Passage sélectionné:
Lorsqu’on parle de l’Europe, on parle d’abord d’un espace. L'expérience de l'espace constitue un des fondements sur lesquels l'être humain organise conceptuellement les autres domaines du réel. De fait, si l'on observe les structures de gestion de l' « espace commun » dans l'histoire, les fiefs, les communes, les villes, les Etats, … on constate que ces « structures » ont toujours recouvert des unités spatiales qui avaient un sens pour la vie sociale – et/ou les échanges- des individus. Les frontières se placent aux limites du territoire qu’une société est capable de gérer.

Cependant, depuis la citoyenneté sélective dans la démocratie athénienne jusqu'au vote censitaire aboli au début du XXème siècle, la conception occidentale de la société a toujours distingué le peuple des classes dirigeantes. Avec pour conséquence que les "espaces communs", « unités significatives d'échanges » de chacune des "classes sociales", se superposent mais ne sont pas identiques.

Données recueillies:

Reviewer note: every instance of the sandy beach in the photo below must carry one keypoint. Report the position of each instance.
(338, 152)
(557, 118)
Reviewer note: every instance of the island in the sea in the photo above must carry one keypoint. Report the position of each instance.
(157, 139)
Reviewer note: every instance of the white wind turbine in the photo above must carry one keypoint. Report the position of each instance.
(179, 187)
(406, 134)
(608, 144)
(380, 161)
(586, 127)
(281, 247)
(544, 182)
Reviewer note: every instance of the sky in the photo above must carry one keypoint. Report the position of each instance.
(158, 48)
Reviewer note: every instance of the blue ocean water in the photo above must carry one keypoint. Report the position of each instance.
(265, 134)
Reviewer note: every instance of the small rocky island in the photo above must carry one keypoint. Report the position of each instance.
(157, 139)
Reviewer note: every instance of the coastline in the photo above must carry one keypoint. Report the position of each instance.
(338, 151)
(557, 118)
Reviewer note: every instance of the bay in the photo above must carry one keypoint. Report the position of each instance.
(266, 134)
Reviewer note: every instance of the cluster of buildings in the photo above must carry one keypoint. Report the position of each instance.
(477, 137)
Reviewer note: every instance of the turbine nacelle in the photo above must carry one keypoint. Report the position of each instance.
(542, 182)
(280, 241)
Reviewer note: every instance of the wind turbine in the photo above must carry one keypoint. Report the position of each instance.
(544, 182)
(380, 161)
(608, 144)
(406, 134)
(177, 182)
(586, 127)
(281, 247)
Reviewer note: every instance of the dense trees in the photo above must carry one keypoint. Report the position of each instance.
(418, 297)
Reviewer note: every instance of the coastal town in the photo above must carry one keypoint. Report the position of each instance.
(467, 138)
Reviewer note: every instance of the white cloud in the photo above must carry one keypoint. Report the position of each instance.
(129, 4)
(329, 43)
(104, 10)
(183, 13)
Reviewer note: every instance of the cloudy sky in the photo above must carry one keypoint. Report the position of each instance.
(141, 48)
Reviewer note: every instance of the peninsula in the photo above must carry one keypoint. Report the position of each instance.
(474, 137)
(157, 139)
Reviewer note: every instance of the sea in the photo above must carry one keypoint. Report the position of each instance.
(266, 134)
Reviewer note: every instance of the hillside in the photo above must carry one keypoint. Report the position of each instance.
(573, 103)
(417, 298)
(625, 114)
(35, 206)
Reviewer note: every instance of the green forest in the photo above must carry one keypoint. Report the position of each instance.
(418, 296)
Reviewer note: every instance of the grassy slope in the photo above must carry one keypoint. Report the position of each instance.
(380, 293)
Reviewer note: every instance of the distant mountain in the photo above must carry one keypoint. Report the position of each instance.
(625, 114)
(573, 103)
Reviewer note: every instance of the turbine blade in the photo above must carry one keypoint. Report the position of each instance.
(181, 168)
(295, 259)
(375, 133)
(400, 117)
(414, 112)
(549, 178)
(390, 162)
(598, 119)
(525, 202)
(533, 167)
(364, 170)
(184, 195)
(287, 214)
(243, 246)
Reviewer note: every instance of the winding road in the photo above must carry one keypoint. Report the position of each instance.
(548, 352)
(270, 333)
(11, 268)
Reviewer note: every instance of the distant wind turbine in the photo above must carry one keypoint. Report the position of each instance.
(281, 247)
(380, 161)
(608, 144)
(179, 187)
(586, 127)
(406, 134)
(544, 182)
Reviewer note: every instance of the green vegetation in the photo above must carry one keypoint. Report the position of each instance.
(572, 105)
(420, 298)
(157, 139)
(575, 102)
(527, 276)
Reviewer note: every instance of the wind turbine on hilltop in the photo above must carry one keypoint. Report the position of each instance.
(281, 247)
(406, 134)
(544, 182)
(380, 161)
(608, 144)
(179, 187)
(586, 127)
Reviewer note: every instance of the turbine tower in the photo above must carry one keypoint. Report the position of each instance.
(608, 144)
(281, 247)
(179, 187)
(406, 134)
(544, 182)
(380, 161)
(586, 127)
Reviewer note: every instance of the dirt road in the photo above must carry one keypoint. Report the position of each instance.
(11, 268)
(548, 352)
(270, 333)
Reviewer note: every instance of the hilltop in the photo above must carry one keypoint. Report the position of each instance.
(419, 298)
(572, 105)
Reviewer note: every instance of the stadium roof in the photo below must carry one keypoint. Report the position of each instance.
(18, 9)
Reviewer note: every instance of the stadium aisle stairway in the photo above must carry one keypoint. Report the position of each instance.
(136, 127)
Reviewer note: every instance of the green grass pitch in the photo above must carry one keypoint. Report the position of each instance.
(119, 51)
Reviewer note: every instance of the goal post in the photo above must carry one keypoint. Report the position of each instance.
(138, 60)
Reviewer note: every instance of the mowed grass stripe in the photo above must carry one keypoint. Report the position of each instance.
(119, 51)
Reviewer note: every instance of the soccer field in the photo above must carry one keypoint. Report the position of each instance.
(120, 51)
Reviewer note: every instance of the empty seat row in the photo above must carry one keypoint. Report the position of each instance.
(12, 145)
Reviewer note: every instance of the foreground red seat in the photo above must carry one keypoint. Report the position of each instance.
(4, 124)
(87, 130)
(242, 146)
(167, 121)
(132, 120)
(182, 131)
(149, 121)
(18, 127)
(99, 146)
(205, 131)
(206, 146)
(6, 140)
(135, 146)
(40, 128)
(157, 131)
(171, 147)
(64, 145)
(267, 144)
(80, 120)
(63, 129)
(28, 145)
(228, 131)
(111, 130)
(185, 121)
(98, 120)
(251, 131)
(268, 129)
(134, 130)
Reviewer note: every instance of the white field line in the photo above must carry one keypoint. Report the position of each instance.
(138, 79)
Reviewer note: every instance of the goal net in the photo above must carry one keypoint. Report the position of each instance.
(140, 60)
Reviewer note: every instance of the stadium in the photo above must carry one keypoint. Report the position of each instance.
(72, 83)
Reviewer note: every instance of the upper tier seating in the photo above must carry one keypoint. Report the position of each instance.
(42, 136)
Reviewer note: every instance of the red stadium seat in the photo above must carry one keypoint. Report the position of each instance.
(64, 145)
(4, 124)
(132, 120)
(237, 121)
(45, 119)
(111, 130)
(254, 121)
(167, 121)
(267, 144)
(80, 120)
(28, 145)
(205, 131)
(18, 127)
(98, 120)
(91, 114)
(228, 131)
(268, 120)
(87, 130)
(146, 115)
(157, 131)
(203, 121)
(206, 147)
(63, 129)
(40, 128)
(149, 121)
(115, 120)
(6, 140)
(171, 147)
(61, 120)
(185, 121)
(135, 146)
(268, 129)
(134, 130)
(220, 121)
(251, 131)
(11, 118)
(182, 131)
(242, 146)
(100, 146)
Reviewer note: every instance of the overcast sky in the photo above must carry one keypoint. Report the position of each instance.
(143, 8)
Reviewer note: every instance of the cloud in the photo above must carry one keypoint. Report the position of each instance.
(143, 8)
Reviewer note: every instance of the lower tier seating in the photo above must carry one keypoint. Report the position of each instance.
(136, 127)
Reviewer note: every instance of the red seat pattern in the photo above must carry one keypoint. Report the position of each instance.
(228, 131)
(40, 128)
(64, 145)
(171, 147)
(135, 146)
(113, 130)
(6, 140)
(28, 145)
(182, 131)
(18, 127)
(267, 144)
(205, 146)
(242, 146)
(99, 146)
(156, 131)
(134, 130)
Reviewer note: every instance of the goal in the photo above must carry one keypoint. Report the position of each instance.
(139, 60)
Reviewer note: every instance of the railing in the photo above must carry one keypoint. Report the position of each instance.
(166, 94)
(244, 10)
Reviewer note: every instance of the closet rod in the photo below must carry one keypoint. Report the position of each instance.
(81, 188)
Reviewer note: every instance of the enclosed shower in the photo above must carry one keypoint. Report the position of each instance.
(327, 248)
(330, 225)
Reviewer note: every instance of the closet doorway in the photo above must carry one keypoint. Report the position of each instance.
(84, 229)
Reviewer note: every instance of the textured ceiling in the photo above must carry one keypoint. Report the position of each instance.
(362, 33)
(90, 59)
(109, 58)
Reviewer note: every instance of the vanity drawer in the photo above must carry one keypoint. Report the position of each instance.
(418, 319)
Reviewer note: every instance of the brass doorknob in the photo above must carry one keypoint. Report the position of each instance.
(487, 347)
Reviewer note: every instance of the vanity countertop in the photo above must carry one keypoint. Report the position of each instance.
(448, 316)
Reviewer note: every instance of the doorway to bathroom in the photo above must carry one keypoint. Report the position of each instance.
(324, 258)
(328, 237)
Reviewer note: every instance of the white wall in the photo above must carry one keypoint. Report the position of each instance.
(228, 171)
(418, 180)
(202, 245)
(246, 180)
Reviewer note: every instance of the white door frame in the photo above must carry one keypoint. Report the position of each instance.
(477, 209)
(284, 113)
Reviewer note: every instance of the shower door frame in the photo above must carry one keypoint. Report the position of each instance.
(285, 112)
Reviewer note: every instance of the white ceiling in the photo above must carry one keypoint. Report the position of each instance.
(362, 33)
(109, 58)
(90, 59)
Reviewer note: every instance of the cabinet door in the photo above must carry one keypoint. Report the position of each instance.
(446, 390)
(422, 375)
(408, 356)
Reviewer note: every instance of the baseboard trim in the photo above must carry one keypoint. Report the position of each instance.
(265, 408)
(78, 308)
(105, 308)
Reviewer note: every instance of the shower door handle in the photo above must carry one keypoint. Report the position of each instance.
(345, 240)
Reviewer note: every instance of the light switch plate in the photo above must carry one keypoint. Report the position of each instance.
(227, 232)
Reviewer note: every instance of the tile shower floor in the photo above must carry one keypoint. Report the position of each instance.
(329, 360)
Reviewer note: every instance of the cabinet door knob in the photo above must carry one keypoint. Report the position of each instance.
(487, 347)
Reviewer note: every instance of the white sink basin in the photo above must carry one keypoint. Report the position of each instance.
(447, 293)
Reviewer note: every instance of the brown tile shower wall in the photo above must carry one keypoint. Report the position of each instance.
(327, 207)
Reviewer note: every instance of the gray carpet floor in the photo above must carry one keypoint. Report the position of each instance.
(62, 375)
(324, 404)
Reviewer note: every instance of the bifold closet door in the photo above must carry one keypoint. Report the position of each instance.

But de l'exercice: Extrayez du passage sélectionné le segment qui commence par « Lorsqu’on parle de » et se poursuit jusqu'à « capable de gérer. », sans en modifier un seul mot. Les données ne sont d'aucune utilité ici.

Réponse attendue:
Lorsqu’on parle de l’Europe, on parle d’abord d’un espace. L'expérience de l'espace constitue un des fondements sur lesquels l'être humain organise conceptuellement les autres domaines du réel. De fait, si l'on observe les structures de gestion de l' « espace commun » dans l'histoire, les fiefs, les communes, les villes, les Etats, … on constate que ces « structures » ont toujours recouvert des unités spatiales qui avaient un sens pour la vie sociale – et/ou les échanges- des individus. Les frontières se placent aux limites du territoire qu’une société est capable de gérer.